Reproduce the passage of the post on recursive ID lookup that begins at the words "# df index is" and stops after "of the day.", switching every "children" in it to "child".

** Begin SELECTED PASSAGE **

I have a df consisting of many millions of rows. I need to run a recursive procedure which basically runs this repeatedly until a condition exhausts itself.
# df index is set to the search column -- this helps a lot, sorting actually hurts performance (surprisingly?)
df = df.set_index('search_col')
# the search function; pull some cols of interest
df[df.index.isin(ids_to_search)][['val1', 'val2']].to_numpy()
Recursion happens because I need to find all the children IDs associated with one ultimate parent ID. The process is as follows:
- Load single parent ID
- Search for its children IDs
- Use step 2 children IDs as new parent IDs
- Search for its children IDs
- Repeat 3+ until no more children IDs are found
The above is not bad, but with thousands of things to check, n times with recursion, its a slow process at the end of the day.

** End SELECTED PASSAGE **
** Begin EXCERPTED RECORDS **

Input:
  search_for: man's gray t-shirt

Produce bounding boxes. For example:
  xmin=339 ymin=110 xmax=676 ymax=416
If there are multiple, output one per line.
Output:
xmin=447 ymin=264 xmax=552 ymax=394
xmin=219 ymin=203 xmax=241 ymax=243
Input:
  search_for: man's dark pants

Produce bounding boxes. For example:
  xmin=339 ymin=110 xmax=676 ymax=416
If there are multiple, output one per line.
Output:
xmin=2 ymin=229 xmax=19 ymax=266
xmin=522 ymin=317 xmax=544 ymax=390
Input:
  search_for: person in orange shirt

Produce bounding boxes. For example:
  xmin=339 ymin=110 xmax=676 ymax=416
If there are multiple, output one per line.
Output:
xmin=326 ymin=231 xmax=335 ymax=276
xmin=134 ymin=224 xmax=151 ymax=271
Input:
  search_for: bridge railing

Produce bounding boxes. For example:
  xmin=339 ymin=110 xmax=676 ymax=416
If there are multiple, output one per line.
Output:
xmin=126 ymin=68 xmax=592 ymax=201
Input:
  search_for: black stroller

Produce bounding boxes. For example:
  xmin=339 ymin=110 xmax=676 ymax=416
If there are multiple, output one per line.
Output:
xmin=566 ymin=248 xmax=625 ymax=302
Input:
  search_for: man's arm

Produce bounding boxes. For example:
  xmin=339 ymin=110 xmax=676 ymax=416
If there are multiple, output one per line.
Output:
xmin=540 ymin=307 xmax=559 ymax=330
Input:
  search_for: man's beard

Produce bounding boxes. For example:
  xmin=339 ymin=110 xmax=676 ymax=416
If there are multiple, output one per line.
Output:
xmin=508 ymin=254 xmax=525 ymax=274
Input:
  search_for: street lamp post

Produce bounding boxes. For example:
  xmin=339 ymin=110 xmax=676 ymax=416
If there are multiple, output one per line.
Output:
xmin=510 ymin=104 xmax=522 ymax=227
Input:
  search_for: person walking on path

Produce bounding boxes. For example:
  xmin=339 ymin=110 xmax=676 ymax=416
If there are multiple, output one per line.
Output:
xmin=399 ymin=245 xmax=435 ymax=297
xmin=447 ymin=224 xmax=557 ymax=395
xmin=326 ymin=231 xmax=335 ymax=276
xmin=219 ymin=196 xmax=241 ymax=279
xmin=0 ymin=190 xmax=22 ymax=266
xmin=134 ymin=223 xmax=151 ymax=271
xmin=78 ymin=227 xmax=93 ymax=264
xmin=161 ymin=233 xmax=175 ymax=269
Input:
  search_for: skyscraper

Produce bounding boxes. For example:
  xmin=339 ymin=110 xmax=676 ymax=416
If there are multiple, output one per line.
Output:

** End EXCERPTED RECORDS **

RESPONSE TO THIS EXERCISE
# df index is set to the search column -- this helps a lot, sorting actually hurts performance (surprisingly?)
df = df.set_index('search_col')
# the search function; pull some cols of interest
df[df.index.isin(ids_to_search)][['val1', 'val2']].to_numpy()
Recursion happens because I need to find all the child IDs associated with one ultimate parent ID. The process is as follows:
- Load single parent ID
- Search for its child IDs
- Use step 2 child IDs as new parent IDs
- Search for its child IDs
- Repeat 3+ until no more child IDs are found
The above is not bad, but with thousands of things to check, n times with recursion, its a slow process at the end of the day.